**To be done:** Nothing but the lines from the one containing "like (329, 218)." to the end of the data should be returned, each exactly as written.

**Material:**

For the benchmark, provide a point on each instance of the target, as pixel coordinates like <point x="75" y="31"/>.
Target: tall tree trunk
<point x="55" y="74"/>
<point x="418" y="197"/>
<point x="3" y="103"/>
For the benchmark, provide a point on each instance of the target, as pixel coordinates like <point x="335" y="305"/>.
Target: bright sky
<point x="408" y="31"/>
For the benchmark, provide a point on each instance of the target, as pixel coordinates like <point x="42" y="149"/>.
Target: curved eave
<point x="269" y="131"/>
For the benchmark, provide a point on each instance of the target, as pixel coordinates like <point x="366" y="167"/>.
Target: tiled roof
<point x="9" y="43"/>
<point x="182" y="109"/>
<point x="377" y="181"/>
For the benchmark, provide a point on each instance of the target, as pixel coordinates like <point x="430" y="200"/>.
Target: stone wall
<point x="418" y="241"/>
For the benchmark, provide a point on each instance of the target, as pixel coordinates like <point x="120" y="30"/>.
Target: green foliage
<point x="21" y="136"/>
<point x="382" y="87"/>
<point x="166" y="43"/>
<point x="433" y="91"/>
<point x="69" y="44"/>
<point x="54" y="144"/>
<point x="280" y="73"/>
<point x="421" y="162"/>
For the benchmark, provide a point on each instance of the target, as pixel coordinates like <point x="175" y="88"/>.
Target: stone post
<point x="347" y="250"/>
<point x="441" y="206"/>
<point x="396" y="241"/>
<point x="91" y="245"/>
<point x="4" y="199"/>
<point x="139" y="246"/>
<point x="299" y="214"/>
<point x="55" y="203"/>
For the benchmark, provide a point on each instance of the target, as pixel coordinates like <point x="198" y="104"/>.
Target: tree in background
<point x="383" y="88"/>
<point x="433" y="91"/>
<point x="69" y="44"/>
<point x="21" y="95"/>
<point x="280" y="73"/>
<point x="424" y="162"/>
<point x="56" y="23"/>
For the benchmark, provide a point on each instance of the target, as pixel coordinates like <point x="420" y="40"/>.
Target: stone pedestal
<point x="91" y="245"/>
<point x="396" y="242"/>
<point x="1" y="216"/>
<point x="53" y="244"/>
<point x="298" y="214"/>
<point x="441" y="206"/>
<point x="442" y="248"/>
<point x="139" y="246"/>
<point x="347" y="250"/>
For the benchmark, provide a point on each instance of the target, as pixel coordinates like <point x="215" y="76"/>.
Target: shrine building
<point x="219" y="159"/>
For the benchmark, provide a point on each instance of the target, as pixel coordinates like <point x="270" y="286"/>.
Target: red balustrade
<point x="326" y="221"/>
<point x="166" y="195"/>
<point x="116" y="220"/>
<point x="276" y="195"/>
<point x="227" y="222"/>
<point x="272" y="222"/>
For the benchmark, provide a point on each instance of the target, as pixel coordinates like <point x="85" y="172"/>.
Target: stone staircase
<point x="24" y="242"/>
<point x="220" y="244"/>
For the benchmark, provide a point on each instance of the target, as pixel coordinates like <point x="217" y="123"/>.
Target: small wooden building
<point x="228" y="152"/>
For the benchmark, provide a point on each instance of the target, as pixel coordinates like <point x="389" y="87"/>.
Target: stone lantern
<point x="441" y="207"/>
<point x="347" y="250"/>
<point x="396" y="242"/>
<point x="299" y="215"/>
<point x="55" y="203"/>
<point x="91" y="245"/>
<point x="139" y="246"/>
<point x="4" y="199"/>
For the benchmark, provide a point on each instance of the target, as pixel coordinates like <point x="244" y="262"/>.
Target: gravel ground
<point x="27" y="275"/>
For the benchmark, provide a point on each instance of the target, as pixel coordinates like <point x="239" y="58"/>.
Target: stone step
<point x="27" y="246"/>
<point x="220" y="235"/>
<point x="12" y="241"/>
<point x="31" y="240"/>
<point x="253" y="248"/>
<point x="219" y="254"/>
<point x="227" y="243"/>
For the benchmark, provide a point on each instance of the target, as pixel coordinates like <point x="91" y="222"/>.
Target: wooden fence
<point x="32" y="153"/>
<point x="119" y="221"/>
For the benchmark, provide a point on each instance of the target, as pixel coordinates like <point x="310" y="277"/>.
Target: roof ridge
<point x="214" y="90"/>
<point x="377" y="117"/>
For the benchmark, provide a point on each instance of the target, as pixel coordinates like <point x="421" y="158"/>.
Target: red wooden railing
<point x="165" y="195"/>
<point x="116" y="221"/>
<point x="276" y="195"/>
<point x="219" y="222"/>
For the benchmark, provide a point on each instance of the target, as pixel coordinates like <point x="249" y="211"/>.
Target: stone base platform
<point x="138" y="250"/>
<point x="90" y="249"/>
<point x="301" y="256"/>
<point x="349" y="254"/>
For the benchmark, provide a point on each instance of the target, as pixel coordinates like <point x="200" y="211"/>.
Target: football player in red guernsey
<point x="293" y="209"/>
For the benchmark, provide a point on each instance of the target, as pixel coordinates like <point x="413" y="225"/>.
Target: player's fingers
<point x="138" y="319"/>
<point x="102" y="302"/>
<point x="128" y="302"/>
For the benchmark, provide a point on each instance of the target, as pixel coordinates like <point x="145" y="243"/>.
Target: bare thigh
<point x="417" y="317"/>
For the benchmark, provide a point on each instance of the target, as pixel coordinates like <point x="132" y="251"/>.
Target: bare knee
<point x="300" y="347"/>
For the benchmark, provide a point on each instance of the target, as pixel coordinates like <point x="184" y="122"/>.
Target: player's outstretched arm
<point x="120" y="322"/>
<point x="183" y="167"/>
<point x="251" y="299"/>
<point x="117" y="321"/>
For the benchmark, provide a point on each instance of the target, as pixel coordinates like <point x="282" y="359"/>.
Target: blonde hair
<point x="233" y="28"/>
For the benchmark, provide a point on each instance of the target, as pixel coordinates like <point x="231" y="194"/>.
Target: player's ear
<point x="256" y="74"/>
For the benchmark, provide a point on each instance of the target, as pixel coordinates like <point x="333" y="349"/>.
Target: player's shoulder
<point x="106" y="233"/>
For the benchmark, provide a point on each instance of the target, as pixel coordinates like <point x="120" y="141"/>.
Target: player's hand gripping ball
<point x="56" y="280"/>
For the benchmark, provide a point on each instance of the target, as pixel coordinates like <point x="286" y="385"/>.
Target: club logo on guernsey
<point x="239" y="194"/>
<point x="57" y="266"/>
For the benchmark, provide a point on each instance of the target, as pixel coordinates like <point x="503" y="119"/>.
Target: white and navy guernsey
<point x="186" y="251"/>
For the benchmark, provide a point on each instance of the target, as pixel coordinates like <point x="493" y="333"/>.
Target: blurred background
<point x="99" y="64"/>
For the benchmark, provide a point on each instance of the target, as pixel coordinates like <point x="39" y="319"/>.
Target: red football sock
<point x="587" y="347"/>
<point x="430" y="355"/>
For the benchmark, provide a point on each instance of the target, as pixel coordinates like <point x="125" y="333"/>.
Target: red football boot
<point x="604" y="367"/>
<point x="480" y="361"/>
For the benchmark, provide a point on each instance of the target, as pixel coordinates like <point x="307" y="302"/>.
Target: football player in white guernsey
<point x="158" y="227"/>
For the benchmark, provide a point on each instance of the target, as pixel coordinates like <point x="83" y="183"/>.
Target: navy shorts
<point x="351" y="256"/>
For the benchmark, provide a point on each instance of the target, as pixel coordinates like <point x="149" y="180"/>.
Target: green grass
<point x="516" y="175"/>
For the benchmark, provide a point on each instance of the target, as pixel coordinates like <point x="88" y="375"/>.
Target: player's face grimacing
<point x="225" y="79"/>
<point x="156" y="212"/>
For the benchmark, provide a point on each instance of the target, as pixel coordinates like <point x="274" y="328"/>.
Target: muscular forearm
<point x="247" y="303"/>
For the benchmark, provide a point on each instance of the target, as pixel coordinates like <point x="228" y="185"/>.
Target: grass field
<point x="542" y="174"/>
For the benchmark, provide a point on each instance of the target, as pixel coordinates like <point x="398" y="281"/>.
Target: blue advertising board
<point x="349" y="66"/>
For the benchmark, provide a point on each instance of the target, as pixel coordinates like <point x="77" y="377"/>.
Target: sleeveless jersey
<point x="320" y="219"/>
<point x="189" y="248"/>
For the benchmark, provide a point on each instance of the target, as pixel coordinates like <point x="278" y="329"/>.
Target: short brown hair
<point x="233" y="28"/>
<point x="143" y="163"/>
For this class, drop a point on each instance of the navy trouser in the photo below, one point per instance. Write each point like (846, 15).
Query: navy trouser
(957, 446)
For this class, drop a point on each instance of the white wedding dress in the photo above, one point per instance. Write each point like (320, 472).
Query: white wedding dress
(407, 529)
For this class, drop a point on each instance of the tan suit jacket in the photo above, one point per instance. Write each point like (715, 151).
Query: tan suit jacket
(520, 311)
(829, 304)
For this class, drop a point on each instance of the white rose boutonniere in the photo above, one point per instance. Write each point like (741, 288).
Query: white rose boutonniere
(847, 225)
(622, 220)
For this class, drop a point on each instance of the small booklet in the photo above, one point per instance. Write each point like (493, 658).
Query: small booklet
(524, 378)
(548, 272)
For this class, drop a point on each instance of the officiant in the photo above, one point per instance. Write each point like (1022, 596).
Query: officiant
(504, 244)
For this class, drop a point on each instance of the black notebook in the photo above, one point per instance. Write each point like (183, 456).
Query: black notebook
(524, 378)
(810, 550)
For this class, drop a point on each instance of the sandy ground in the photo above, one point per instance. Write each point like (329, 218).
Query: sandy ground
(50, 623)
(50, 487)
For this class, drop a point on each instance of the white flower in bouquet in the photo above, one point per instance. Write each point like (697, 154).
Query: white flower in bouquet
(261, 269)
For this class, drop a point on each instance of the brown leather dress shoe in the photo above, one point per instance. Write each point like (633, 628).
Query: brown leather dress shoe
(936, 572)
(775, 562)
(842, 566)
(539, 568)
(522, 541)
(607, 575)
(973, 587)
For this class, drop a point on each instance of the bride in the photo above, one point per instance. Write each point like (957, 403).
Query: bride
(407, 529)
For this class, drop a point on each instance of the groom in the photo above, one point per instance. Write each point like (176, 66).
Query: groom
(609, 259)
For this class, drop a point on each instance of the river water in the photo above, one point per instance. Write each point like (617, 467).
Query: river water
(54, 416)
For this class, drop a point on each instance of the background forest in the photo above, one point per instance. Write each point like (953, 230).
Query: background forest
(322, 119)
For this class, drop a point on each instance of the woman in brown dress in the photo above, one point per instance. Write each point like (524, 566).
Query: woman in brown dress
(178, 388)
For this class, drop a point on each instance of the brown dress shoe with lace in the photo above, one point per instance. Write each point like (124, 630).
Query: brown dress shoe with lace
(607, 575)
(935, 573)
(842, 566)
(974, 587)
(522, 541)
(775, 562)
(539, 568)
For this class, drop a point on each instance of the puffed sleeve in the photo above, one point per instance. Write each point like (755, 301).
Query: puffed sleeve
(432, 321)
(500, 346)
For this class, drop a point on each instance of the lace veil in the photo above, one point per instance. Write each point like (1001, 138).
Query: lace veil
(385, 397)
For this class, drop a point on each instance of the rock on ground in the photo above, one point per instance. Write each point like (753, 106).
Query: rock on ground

**Solution to the exercise:**
For this class, drop a point on each instance of the sandy ground in the photo above, one point per instance. Write each point like (329, 218).
Query: sandy ground
(50, 623)
(50, 487)
For this class, drop a point on each instance of the white flower in bouquet in the photo above, one point per instance. Write each point like (697, 154).
Query: white flower in bouquet
(261, 269)
For this class, drop a point on each instance of the brown leather dress shoe in the photo above, one point per instance. Write each point like (633, 628).
Query: brown leather dress shoe
(936, 572)
(775, 562)
(842, 566)
(539, 568)
(522, 541)
(607, 575)
(973, 587)
For this class, drop a point on each instance of the bride in the photo above, one point per instance. Write each point like (957, 403).
Query: bride
(407, 529)
For this class, drop a point on each instance of the groom in the photo above, one point per instance. Write each point like (176, 66).
Query: groom
(609, 259)
For this class, drop a point on each instance of the river water in the photo above, one point per instance. Write each point like (617, 467).
Query: river water
(54, 416)
For this class, drop a point on each instance of the background forest in the photo above, one point per instance. Write each point like (953, 230).
Query: background forest
(322, 119)
For this class, drop a point on each instance of the woman in brown dress in the photo above, one point per instance. Write each point like (524, 566).
Query: woman in brown dress
(178, 388)
For this class, drop a point on each instance of the brown dress shoe with lace in the photo above, one point per instance. Write each point like (124, 630).
Query: brown dress shoe with lace
(607, 575)
(935, 573)
(842, 566)
(974, 587)
(522, 541)
(775, 562)
(539, 568)
For this class, drop a point on each instance of the puffed sleeve in the photo above, one point per instance. Write each point like (755, 301).
Query: puffed sleeve
(432, 321)
(500, 346)
For this class, drop a point on each instance of the lace veil in the photo above, one point per instance. Write each point like (1001, 138).
Query: lace veil
(385, 397)
For this class, drop a point on each instance of the rock on ground in the photo above, one point per instance. Write each point like (753, 106).
Query: rock on ground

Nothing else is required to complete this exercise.